— Goal of the exercise —
Rewrite the lines below as a numbered list, skipping any blank lines. Leave the pictures out of your answer.

[Excerpts from a point labeling dataset]
• • • • •
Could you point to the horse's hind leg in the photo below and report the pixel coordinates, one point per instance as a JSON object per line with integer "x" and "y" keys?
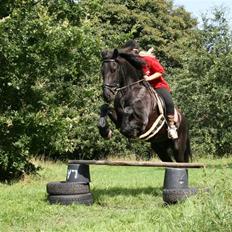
{"x": 181, "y": 148}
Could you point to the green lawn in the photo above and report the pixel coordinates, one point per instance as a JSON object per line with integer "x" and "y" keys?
{"x": 125, "y": 199}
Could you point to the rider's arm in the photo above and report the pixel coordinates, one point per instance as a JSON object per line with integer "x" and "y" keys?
{"x": 153, "y": 76}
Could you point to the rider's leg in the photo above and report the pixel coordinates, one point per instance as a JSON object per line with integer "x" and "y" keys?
{"x": 172, "y": 130}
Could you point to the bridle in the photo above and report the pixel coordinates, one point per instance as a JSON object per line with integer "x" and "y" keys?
{"x": 116, "y": 88}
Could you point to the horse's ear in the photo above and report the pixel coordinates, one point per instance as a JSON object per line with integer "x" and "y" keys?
{"x": 115, "y": 53}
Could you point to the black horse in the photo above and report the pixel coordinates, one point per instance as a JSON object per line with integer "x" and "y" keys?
{"x": 136, "y": 110}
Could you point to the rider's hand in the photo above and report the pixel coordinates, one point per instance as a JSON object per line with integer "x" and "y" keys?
{"x": 146, "y": 77}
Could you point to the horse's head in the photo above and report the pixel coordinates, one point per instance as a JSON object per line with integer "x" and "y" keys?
{"x": 109, "y": 74}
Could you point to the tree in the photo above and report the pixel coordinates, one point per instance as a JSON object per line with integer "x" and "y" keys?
{"x": 155, "y": 24}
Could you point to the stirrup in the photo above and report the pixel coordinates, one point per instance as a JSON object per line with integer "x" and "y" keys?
{"x": 172, "y": 133}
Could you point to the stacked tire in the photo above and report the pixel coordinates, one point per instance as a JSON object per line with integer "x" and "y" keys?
{"x": 75, "y": 190}
{"x": 176, "y": 186}
{"x": 66, "y": 193}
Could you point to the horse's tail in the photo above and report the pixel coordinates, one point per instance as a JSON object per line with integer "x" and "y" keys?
{"x": 188, "y": 151}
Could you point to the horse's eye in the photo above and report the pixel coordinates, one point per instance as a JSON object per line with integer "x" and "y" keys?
{"x": 113, "y": 67}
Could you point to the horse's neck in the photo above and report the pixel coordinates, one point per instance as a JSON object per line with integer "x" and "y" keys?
{"x": 128, "y": 76}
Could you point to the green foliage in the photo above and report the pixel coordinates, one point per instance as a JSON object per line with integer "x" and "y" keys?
{"x": 46, "y": 57}
{"x": 153, "y": 23}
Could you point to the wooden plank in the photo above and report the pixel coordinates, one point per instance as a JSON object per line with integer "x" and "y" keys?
{"x": 138, "y": 163}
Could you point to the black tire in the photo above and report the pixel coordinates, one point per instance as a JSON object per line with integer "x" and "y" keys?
{"x": 67, "y": 188}
{"x": 86, "y": 199}
{"x": 171, "y": 196}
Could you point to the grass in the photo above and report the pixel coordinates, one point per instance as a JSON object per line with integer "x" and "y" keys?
{"x": 125, "y": 199}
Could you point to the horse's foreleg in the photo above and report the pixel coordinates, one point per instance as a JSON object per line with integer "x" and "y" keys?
{"x": 103, "y": 126}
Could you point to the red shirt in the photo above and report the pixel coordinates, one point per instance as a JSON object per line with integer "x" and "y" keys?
{"x": 152, "y": 67}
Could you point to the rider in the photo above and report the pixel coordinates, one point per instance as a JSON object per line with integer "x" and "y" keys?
{"x": 153, "y": 73}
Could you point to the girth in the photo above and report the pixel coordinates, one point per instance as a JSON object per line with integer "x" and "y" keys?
{"x": 159, "y": 122}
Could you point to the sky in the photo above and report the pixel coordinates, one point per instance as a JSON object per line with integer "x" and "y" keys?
{"x": 197, "y": 7}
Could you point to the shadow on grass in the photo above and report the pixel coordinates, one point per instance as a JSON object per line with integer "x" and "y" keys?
{"x": 219, "y": 166}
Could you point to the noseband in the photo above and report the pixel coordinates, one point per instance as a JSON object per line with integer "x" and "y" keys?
{"x": 112, "y": 88}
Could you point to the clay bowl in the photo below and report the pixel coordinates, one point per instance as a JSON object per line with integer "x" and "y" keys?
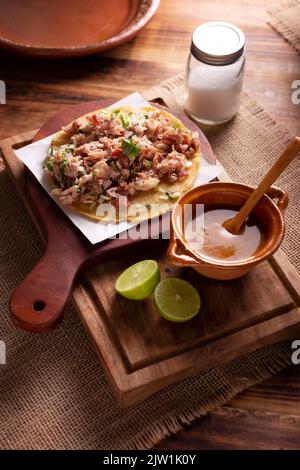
• • • • •
— Solution to the problem —
1. Could you point to the horse's hind leg in the photo below and report the pixel coordinates, one point per instance as a JSON object per line with integer "x" and "y" keys?
2. {"x": 181, "y": 148}
3. Could you point to the green lawn in the photo above and report the pixel coordinates, one point per instance as a JSON object per line with integer "x" and "y" keys?
4. {"x": 125, "y": 199}
5. Could you point to the rider's arm in the photo above and report the pixel coordinates, one point per instance as a JSON object per line with integer "x" and "y" keys?
6. {"x": 153, "y": 76}
7. Could you point to the rider's leg in the photo above and report the pixel coordinates, one point per instance as a JSON object per line with integer "x" and "y" keys?
8. {"x": 172, "y": 130}
9. Could you point to the bridle in the photo above and report the pixel coordinates, one point per instance as a JSON object per line with integer "x" and "y" keys?
10. {"x": 116, "y": 88}
11. Could you point to the horse's ear in the photo above and report the pixel coordinates, one point per instance as a JSON object per line with integer "x" and "y" keys?
12. {"x": 115, "y": 53}
13. Could you point to the black horse in the photo above and report the pixel coordinates, one point per instance as a JSON object per line with integer "x" and "y" keys?
14. {"x": 136, "y": 110}
15. Could you point to the rider's hand in the photo above and report the pixel coordinates, one point per instance as a JSON object per line with integer "x" and "y" keys?
16. {"x": 146, "y": 77}
17. Could you point to the horse's head in the photo above and report the pixel coordinates, one point per instance as a JSON object per line with integer "x" and "y" keys?
18. {"x": 109, "y": 74}
19. Could you point to the tree in the photo above and report the pixel coordinates, one point per instance as a JSON object per line with integer "x" and "y" keys?
20. {"x": 155, "y": 24}
21. Could you point to the stirrup in the photo above and report the pixel coordinates, one point per instance as a JSON object per line with integer "x" and "y" keys?
22. {"x": 172, "y": 133}
23. Could you point to the stacked tire in the photo above and report the pixel coordinates, one point per instance as a JSON object per line with integer "x" and "y" keys?
24. {"x": 75, "y": 190}
25. {"x": 176, "y": 186}
26. {"x": 66, "y": 193}
27. Could you point to the horse's tail in the photo above and report the pixel coordinates, one point per instance as a JSON object per line with integer "x" and "y" keys?
28. {"x": 188, "y": 151}
29. Could you point to the horse's eye in the photo above and report the pixel coordinates, one point per instance as a JSON object per line with integer "x" and "y" keys?
30. {"x": 113, "y": 67}
31. Could you point to the horse's neck in the photo above and report the pixel coordinates, one point per instance as a JSON object per line with integer "x" and "y" keys?
32. {"x": 128, "y": 76}
33. Could you point to the green foliage in the photo above and report the pixel coordinates, one point per instance as a JSON object per line with integer "x" and "y" keys?
34. {"x": 46, "y": 57}
35. {"x": 153, "y": 23}
36. Could you point to the wooden plank in the photo above and report the pixel coordinates, one point per instance as a JSON object per line with integer "x" and "y" keys?
37. {"x": 138, "y": 163}
38. Could you point to the black tire in the photo above and report the pixel coordinates, one point per instance as a JSON object per line with integer "x" and "y" keys?
39. {"x": 67, "y": 188}
40. {"x": 86, "y": 199}
41. {"x": 171, "y": 196}
42. Could you point to the grass in the photo above and report the pixel coordinates, one point per instance as a JSON object per line with integer "x" and "y" keys?
43. {"x": 125, "y": 199}
44. Could you point to the horse's foreleg in the photo above and report the pixel coordinates, one point per instance as a JSON object per line with integer "x" and "y" keys?
45. {"x": 103, "y": 126}
46. Could you point to the red shirt in the photo above and report the pixel coordinates, one point per instance as a JSON object per line with integer "x" and "y" keys?
47. {"x": 152, "y": 67}
48. Could you point to the rider in the photo above and report the pixel coordinates, one point per instance as a JSON object per line with integer "x" and "y" keys?
49. {"x": 153, "y": 73}
50. Could you point to the girth in the photo above and report the pixel coordinates, one point per instance as a JSON object per line with integer "x" and "y" keys?
51. {"x": 159, "y": 122}
52. Could you point to the sky in the photo above and report the pixel coordinates, one point per instance as a JSON object per line with integer "x" and "y" keys?
53. {"x": 197, "y": 7}
54. Could you point to the shadow on grass in the photo above and report the pixel coordinates, one point per instance as a JSON object per line with integer "x" and "y" keys?
55. {"x": 219, "y": 166}
56. Could you point to the noseband in the photo above and report the pixel coordinates, one point per instance as a JSON object per line with integer "x" and "y" keys?
57. {"x": 112, "y": 88}
58. Could you point to the clay bowl in the photo below and report the pixel coordinates, one point per instance as a JSON object per line with integer "x" and "y" keys?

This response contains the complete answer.